**AIM OF THE EXERCISE**
Pick up the report on the Christian Apocrypha sessions at the 2010 SBL meeting right after its last sentence and keep writing it.
[[ TEXT UNDER STUDY, beginning ]]
Christian Apocrypha at 2010 SBL
[Since I was not able to attend this year's SBL in New Orleans, I asked Harvard alum and CA scholar Brent Landau to provide this summary for us. Thanks Brent.]
I was only able to attend two of the three Christian Apocrypha sessions at the SBL this year, having missed the session that focused on “Animals as Symbols and Metaphors in Apocryphal Texts.” But the sections I attended had a range of very interesting topics.
The first session (22-210, Sunday 1:00-3:30) was an open session, with papers on the Pseudo-Clementines, the figure of Joseph, and the Protevangelium of James.
[[ TEXT UNDER STUDY, end ]]
[[ DATA TO EXAMINE, beginning ]]
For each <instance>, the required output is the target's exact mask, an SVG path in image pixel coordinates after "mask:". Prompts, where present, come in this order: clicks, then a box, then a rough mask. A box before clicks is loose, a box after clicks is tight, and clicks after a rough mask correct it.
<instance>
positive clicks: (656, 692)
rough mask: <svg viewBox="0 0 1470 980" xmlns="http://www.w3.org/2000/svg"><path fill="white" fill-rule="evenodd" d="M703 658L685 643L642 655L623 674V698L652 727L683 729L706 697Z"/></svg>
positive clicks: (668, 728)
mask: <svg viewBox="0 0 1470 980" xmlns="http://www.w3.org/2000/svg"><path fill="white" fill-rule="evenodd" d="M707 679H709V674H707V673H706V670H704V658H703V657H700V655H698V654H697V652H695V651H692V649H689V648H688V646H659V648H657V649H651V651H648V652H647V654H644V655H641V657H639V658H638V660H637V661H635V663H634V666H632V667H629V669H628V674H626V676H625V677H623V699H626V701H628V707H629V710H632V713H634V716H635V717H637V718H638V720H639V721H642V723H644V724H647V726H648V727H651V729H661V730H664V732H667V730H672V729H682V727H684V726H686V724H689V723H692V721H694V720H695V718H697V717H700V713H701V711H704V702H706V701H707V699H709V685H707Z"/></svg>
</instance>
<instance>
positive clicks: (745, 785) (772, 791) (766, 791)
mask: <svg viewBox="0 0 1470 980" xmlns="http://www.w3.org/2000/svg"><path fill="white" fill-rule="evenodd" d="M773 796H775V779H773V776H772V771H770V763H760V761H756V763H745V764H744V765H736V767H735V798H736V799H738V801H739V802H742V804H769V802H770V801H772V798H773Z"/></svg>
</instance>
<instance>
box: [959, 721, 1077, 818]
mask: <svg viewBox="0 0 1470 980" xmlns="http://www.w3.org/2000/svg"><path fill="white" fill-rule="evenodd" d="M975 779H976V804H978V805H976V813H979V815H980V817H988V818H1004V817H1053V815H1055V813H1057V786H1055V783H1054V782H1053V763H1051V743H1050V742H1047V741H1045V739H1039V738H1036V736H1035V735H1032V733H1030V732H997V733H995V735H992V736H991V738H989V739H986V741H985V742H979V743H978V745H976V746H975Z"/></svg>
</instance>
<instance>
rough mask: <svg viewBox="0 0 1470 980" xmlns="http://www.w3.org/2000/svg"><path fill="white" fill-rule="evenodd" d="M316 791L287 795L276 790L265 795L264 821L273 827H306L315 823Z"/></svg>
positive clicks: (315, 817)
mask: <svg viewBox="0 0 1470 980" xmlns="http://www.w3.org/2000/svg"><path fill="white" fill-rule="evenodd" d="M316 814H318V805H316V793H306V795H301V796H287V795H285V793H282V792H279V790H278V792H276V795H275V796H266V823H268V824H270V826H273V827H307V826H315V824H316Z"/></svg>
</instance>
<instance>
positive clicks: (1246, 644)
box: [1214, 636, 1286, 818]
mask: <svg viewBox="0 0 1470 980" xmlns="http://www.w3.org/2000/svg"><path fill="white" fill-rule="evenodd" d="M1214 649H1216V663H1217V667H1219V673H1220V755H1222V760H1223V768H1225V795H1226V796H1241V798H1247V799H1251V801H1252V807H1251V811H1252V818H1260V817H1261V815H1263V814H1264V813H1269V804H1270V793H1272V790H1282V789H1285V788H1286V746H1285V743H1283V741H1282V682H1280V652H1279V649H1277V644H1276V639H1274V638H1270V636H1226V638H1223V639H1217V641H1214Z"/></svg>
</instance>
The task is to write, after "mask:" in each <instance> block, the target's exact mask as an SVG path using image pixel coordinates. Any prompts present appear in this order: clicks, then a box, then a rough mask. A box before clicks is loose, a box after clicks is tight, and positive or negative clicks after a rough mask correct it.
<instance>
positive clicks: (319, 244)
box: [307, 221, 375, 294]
[[ DATA TO EXAMINE, end ]]
**REPLY**
Dominique Côté from the University of Ottawa presented a paper entitled “Prophecy in the Pseudo-Clementines.” His basic argument was that the Ps-C are engaged in a conflict with Neoplatonic philosophy, its conception of “the True Prophet” being set over against Greek philosophical thought. Specifically, Côté contends that the Ps-C are responding to Porphyry of Tyre, the student of Plotinus who may also have advised Diocletian during his early fourth-century persecution of Christians. Nicole Kelley of Florida State University was Côté’s respondent, and was generally persuaded by his thesis. She observed that Côté’s work was part of a recent trend in Ps-C scholarship that attempts to understand the Ps-C as late antique (3rd-4th c.) documents rather than seeking after a 1st or 2nd c. primitive core (the so-called Grundschrift or “Basic Writing”).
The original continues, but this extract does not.